**Given data:**
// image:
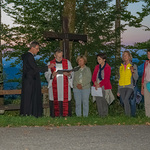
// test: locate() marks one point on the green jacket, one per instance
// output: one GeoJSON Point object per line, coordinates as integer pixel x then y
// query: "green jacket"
{"type": "Point", "coordinates": [86, 78]}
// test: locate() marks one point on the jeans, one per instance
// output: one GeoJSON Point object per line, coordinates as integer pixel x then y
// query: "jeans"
{"type": "Point", "coordinates": [125, 94]}
{"type": "Point", "coordinates": [132, 102]}
{"type": "Point", "coordinates": [81, 97]}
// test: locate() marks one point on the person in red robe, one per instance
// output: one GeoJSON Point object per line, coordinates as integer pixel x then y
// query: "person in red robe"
{"type": "Point", "coordinates": [59, 85]}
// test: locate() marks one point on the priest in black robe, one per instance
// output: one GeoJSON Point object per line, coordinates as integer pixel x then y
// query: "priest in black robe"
{"type": "Point", "coordinates": [31, 97]}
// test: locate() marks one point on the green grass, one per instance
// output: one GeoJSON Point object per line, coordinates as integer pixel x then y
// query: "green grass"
{"type": "Point", "coordinates": [16, 121]}
{"type": "Point", "coordinates": [116, 117]}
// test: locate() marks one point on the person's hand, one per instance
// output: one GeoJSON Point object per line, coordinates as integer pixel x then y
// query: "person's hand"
{"type": "Point", "coordinates": [79, 86]}
{"type": "Point", "coordinates": [118, 94]}
{"type": "Point", "coordinates": [67, 73]}
{"type": "Point", "coordinates": [54, 74]}
{"type": "Point", "coordinates": [142, 89]}
{"type": "Point", "coordinates": [51, 65]}
{"type": "Point", "coordinates": [132, 69]}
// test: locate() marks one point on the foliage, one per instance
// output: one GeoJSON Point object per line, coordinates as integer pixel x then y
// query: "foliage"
{"type": "Point", "coordinates": [95, 18]}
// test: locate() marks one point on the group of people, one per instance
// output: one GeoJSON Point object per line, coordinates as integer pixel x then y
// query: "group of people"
{"type": "Point", "coordinates": [61, 78]}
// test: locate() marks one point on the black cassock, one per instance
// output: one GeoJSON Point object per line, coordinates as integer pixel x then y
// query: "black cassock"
{"type": "Point", "coordinates": [31, 97]}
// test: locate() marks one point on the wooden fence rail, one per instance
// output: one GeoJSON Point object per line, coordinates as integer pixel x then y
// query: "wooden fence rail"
{"type": "Point", "coordinates": [17, 106]}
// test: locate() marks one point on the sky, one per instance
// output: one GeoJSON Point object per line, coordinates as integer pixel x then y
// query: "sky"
{"type": "Point", "coordinates": [129, 37]}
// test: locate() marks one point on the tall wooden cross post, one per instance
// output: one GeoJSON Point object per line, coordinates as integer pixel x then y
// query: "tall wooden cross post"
{"type": "Point", "coordinates": [66, 37]}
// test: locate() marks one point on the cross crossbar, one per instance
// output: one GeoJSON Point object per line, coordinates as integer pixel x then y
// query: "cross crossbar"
{"type": "Point", "coordinates": [60, 36]}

**Stated goal:** Print the listing above in full, exactly as written. Omit any pictures.

**Written response:**
// image:
// test: locate() marks one point on the green jacket, one per instance
// output: one GeoJSON Point object per line, coordinates as integer pixel x then y
// query: "green jacket"
{"type": "Point", "coordinates": [86, 78]}
// test: locate() marks one point on the jeans, one per instance
// output: one GeoJSON Point object per line, coordinates as integer pixel x then y
// query: "jeans"
{"type": "Point", "coordinates": [125, 94]}
{"type": "Point", "coordinates": [132, 102]}
{"type": "Point", "coordinates": [81, 97]}
// test: locate() marks one point on the person in red robe, one per instance
// output: one GeoJSON Point object per line, coordinates as integer pixel x then y
// query: "person in red robe"
{"type": "Point", "coordinates": [59, 85]}
// test: locate() marks one point on the priest in black robe, one per instance
// output: one GeoJSON Point object per line, coordinates as integer pixel x then y
// query: "priest in black robe"
{"type": "Point", "coordinates": [31, 97]}
// test: locate() marks one point on the green grass, one per instance
// output: one GeoJSON Point object per line, coordinates as integer pixel x then y
// query: "green grass"
{"type": "Point", "coordinates": [16, 121]}
{"type": "Point", "coordinates": [116, 117]}
// test: locate() marks one point on the person's hand, one per instance
// output: one GeoJSON Point object per line, coordinates as integer pixel x then y
// query: "person's hand"
{"type": "Point", "coordinates": [79, 86]}
{"type": "Point", "coordinates": [118, 94]}
{"type": "Point", "coordinates": [67, 73]}
{"type": "Point", "coordinates": [54, 74]}
{"type": "Point", "coordinates": [142, 89]}
{"type": "Point", "coordinates": [51, 65]}
{"type": "Point", "coordinates": [132, 69]}
// test: locate() marks one point on the foliage, one per instance
// output: one GeoJSON Point object per line, coordinates as integer pixel x then y
// query: "foliage"
{"type": "Point", "coordinates": [95, 18]}
// test: locate() marks one point on the group of people, one per instance
// output: one GeoJSON Point object per line, coordinates as integer pixel x then y
// query: "group of people"
{"type": "Point", "coordinates": [61, 78]}
// test: locate() marks one point on the black cassock, one per instance
// output: one GeoJSON Point object per line, coordinates as integer pixel x then y
// query: "black cassock"
{"type": "Point", "coordinates": [31, 97]}
// test: locate() marks one point on the wooden fence rail, one per instance
// output: one GeoJSON Point object per line, coordinates as integer pixel x then y
// query: "wooden fence rail"
{"type": "Point", "coordinates": [17, 106]}
// test: locate() marks one point on the sky, one per instance
// output: one GeoJSON Point object per line, coordinates as integer pixel x then y
// query: "sky"
{"type": "Point", "coordinates": [129, 37]}
// test: locate() marks one point on the tall wooden cross post, one per instance
// output: one GeoJSON Point object per line, coordinates as integer pixel x then y
// query: "tall wooden cross post"
{"type": "Point", "coordinates": [66, 37]}
// test: locate() marks one point on the cross crossbar, one per instance
// output: one GeoJSON Point object per line, coordinates as integer pixel x then y
// query: "cross crossbar"
{"type": "Point", "coordinates": [60, 36]}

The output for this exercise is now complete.